▸ What you need to do
Please reproduce the patch review thread below verbatim, starting at the words that contain "Wed Jul 13 16:32:09" and ending after "the only successor.".

[PATCH] D22317: Codegen: Tail Merge: Be less aggressive with special cases.

Wed Jul 13 16:32:09 PDT 2016

davidxl added inline comments.

================
Comment at: lib/CodeGen/BranchFolding.cpp:621
@@ -621,1 +620,3 @@
+  // when SuccBB is the only successor.
+  if ((MBB1 == PredBB || MBB2 == PredBB) && MBB1->succ_size() == 1) {
     MachineBasicBlock::iterator I;
----------------
iteratee wrote:
> davidxl wrote:
> > davidxl wrote:
> > > This looks fine but should it be done only in layout mode?
> > looks like if you merge this patch back to D18226 with a slight modification like this:
> > 
> >   if ((MBB1 == PredBB || MBB2 == PredBB) && (MBB1->succ_size() == 1 || !AfterPlacement)) {
> > 
> > }
> > 
> > D18226 will be good to go in .
> No, I don't think it should be only layout mode.

▸ Dataset

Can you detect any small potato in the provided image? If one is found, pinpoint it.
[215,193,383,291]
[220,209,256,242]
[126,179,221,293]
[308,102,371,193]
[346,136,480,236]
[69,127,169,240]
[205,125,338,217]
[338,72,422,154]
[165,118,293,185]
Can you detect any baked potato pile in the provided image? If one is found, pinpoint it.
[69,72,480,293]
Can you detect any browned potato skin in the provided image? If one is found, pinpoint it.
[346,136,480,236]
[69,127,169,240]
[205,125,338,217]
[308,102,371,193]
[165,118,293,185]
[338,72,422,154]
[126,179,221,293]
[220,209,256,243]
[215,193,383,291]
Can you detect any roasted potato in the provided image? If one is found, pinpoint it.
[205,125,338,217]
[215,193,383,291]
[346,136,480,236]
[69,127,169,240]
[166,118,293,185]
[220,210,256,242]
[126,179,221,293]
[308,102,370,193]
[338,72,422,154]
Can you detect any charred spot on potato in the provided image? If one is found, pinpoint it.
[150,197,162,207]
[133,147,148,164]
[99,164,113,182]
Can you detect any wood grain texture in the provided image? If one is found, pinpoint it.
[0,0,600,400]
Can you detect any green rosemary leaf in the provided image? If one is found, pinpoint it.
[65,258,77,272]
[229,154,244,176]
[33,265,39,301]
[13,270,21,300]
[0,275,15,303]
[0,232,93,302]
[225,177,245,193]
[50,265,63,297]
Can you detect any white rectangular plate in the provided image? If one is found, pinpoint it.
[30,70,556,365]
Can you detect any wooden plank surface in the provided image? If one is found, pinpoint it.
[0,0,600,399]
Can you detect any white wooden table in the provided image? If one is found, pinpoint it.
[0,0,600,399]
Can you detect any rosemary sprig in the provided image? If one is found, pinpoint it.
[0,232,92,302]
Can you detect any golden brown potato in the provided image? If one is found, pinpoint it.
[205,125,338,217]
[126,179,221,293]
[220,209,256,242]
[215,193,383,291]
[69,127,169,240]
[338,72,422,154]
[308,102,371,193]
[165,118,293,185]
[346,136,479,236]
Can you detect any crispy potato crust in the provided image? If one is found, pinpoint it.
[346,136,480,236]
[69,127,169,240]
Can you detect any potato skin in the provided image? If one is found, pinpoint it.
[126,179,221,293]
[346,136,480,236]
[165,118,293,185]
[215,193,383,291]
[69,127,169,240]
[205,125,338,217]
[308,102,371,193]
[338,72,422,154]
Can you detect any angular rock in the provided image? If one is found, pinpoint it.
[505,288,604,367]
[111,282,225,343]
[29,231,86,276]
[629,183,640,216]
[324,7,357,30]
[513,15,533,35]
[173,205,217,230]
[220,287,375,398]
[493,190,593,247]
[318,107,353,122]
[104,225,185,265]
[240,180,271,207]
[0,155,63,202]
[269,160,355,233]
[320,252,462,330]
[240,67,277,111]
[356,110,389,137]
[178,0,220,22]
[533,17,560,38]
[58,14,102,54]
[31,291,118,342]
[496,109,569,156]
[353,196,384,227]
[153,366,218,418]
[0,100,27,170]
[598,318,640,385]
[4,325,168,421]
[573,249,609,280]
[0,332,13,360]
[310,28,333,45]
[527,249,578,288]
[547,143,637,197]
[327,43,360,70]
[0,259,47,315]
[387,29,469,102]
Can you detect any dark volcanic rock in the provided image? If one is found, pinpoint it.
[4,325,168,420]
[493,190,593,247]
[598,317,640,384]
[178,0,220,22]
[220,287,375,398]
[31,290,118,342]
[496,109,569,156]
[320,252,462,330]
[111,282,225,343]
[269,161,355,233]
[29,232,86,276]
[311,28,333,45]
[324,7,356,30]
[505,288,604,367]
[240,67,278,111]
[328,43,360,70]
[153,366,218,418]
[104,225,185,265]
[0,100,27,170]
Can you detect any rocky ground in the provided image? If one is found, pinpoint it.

▸ Solution to this problem
Wed Jul 13 16:32:09 PDT 2016

davidxl added inline comments.

================
Comment at: lib/CodeGen/BranchFolding.cpp:621
@@ -621,1 +620,3 @@
+  // when SuccBB is the only successor.